- [EXCERPTED DATA]
----

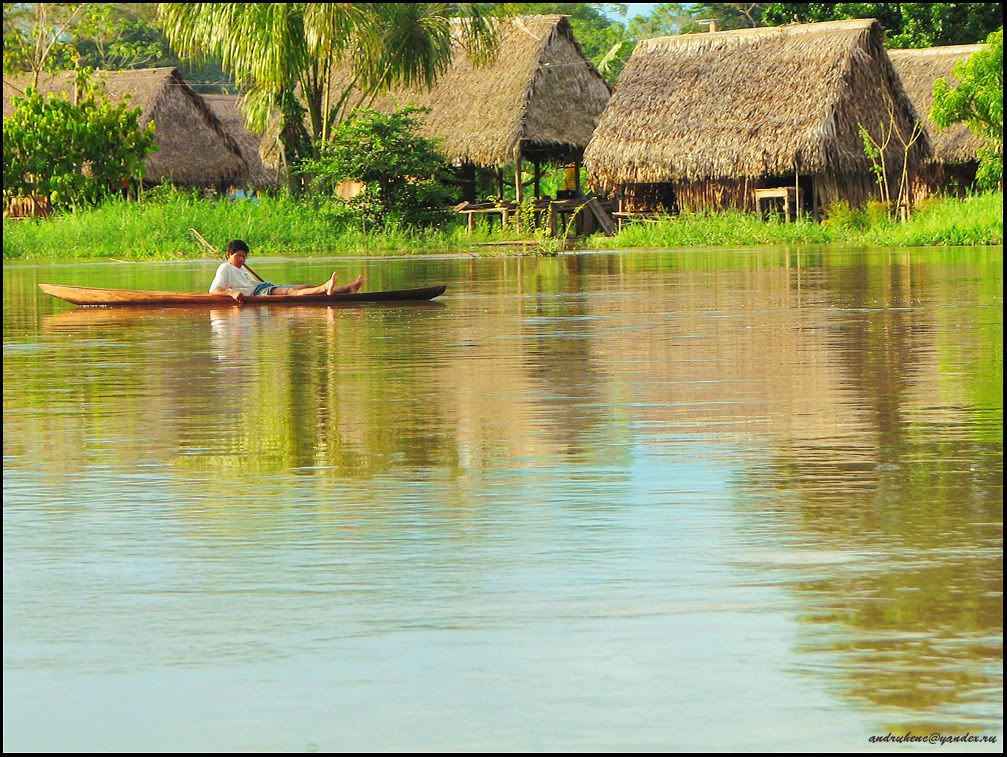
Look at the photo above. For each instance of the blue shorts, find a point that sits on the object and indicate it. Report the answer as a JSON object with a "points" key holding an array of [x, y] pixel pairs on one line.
{"points": [[264, 289]]}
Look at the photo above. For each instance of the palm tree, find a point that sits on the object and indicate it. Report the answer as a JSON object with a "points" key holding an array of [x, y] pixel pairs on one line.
{"points": [[279, 50]]}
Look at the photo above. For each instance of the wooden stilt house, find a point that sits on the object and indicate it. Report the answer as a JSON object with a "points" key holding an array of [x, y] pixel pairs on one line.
{"points": [[952, 168], [538, 101], [718, 120], [192, 147]]}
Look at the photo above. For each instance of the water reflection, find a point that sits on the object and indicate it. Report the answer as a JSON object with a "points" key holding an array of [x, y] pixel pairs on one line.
{"points": [[810, 439]]}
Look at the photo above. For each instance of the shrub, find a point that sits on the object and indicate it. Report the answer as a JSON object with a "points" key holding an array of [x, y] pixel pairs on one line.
{"points": [[402, 173], [73, 154]]}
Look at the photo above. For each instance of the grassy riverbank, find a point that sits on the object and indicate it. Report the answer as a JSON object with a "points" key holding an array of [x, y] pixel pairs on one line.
{"points": [[158, 229]]}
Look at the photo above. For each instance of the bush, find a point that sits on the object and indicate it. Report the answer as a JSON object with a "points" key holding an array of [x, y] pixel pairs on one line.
{"points": [[73, 154], [402, 172], [840, 215], [978, 102]]}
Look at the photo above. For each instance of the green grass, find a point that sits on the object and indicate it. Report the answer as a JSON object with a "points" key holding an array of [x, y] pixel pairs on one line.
{"points": [[158, 229]]}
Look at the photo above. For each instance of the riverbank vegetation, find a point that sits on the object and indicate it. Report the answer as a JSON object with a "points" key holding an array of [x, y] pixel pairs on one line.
{"points": [[157, 228]]}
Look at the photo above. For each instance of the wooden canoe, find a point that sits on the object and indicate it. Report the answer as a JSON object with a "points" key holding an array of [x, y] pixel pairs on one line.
{"points": [[123, 297]]}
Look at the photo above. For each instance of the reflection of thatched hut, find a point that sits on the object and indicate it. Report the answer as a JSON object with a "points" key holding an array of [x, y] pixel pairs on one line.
{"points": [[953, 167], [228, 112], [193, 149], [702, 120], [539, 100]]}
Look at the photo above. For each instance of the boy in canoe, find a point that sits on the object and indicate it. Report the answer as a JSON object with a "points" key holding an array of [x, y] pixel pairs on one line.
{"points": [[234, 280]]}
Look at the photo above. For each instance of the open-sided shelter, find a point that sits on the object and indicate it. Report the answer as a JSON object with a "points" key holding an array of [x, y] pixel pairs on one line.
{"points": [[953, 166], [538, 100], [228, 111], [701, 121], [193, 148]]}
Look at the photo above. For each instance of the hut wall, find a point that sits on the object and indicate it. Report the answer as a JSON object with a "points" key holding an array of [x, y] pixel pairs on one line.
{"points": [[950, 179], [690, 196]]}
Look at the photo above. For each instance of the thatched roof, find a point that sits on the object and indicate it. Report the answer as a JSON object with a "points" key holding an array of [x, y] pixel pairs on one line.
{"points": [[228, 112], [748, 103], [539, 92], [918, 69], [193, 148]]}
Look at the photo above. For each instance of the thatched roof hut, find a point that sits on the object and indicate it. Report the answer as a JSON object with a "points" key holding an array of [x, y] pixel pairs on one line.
{"points": [[228, 112], [193, 148], [717, 115], [540, 96], [955, 148]]}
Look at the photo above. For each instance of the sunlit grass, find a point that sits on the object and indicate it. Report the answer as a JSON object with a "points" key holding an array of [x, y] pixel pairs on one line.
{"points": [[158, 229]]}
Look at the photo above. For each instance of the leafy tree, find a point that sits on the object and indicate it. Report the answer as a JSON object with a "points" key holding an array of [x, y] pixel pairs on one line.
{"points": [[35, 36], [282, 53], [402, 172], [59, 36], [978, 102], [74, 154], [906, 24], [111, 36]]}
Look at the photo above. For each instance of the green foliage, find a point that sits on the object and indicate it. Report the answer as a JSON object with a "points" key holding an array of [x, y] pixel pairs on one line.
{"points": [[978, 102], [74, 154], [37, 36], [278, 52], [403, 173], [110, 37], [158, 226], [906, 24]]}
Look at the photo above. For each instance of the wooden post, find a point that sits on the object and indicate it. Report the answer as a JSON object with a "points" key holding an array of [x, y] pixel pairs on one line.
{"points": [[797, 190], [519, 193], [467, 176]]}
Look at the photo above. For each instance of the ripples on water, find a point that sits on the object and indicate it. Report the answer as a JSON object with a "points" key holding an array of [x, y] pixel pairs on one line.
{"points": [[625, 501]]}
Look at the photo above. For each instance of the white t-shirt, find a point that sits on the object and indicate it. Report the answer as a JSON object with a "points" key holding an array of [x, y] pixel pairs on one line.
{"points": [[229, 277]]}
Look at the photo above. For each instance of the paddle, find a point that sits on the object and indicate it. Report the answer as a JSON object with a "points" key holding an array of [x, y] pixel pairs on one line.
{"points": [[206, 246]]}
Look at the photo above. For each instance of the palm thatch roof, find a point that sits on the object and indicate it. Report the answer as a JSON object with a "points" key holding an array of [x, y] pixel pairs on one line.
{"points": [[228, 112], [749, 103], [193, 148], [540, 92], [918, 69]]}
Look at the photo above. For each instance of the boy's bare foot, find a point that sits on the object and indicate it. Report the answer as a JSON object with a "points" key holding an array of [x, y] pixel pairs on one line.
{"points": [[330, 285]]}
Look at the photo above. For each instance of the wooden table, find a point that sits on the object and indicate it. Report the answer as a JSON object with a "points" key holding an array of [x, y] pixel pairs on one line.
{"points": [[789, 194]]}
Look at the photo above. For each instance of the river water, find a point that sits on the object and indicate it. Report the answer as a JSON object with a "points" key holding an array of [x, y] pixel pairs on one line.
{"points": [[679, 500]]}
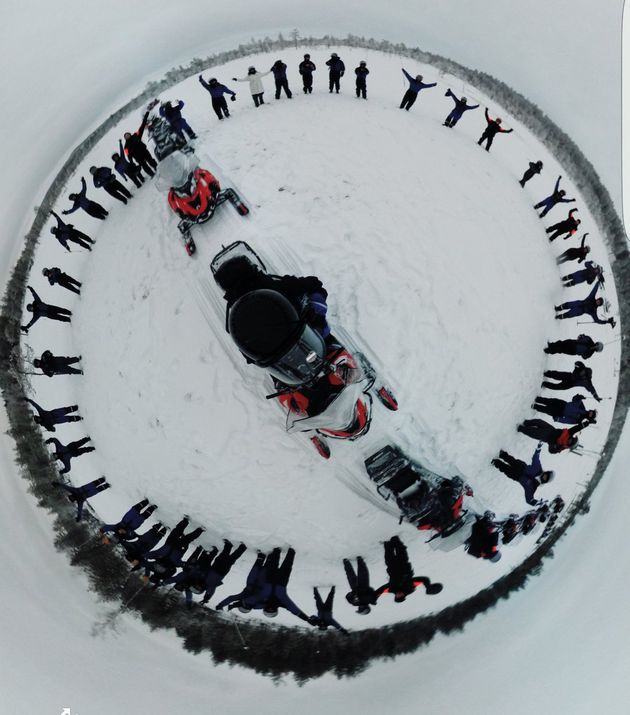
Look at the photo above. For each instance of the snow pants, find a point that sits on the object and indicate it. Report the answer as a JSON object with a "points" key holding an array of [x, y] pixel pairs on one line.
{"points": [[408, 99]]}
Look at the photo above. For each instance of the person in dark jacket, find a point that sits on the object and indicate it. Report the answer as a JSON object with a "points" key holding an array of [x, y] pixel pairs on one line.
{"points": [[401, 581], [79, 495], [136, 149], [336, 70], [590, 273], [568, 227], [103, 178], [306, 69], [361, 73], [361, 594], [575, 254], [66, 452], [529, 476], [81, 201], [173, 115], [461, 106], [279, 70], [56, 276], [570, 412], [126, 168], [51, 365], [217, 93], [65, 232], [580, 377], [49, 418], [535, 167], [557, 197], [253, 583], [557, 439], [39, 309], [483, 542], [131, 521], [583, 345], [587, 306], [415, 85], [493, 127], [324, 616]]}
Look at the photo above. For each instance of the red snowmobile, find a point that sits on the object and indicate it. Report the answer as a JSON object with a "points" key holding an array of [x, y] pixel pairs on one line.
{"points": [[323, 386]]}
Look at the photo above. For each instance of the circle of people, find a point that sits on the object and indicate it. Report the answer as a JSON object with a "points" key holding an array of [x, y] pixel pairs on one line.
{"points": [[203, 571]]}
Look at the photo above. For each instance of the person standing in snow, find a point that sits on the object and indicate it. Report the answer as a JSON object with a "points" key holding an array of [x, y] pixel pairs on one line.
{"points": [[56, 276], [137, 150], [575, 254], [79, 495], [583, 345], [568, 413], [461, 106], [324, 618], [557, 439], [361, 73], [127, 168], [173, 115], [415, 85], [65, 232], [535, 167], [103, 178], [256, 86], [279, 70], [556, 197], [66, 452], [587, 306], [336, 70], [581, 376], [568, 227], [306, 69], [218, 92], [401, 581], [361, 594], [529, 476], [51, 365], [81, 201], [591, 272], [493, 128], [39, 309], [49, 418]]}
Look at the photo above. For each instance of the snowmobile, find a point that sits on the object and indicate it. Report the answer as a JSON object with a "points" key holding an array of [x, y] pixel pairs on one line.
{"points": [[193, 193], [324, 387], [427, 500]]}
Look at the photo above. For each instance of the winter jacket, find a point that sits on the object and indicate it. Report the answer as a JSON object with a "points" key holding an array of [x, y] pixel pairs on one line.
{"points": [[415, 85], [255, 81]]}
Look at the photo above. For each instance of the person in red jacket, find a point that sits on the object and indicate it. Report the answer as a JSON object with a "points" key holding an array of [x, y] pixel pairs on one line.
{"points": [[492, 129]]}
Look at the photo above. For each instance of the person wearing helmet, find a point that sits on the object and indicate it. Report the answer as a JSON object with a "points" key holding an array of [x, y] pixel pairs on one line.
{"points": [[56, 276], [535, 167], [415, 85], [401, 581], [306, 69], [461, 106], [256, 86], [557, 197], [217, 92], [279, 70], [361, 72], [336, 69], [583, 345], [529, 476], [492, 129]]}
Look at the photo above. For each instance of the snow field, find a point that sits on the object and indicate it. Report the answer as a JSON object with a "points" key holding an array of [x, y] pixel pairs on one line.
{"points": [[432, 256]]}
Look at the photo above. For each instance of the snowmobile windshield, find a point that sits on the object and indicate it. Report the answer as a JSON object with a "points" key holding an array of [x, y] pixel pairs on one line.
{"points": [[269, 332]]}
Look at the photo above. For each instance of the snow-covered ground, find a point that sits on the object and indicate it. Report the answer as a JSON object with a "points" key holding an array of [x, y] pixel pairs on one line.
{"points": [[541, 620]]}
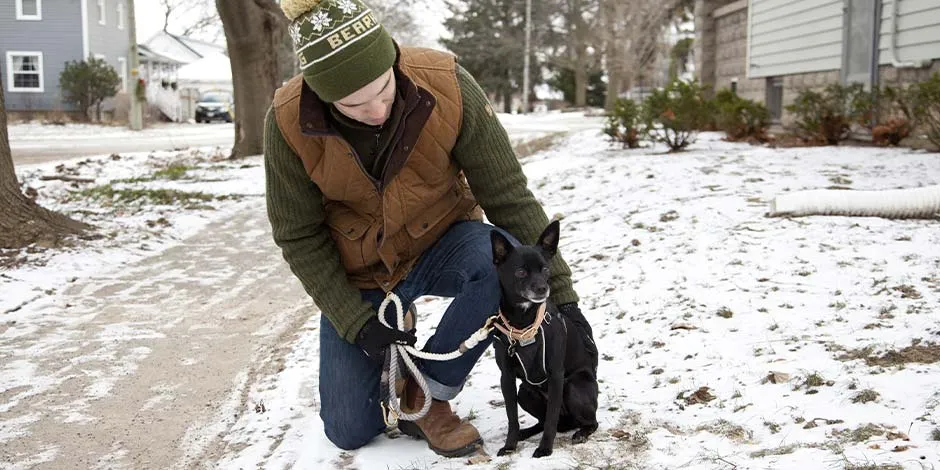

----

- [YOUR TASK]
Show each line of the rows above that contains the string "field", matching case exactly.

- [RIGHT ANSWER]
Look at the photo above. For each instance of the snow field, find a point that sits on the object and indicate it. Report the answer as a JSON object with a "points" key holding an array of [x, y] pixel pairs on one line.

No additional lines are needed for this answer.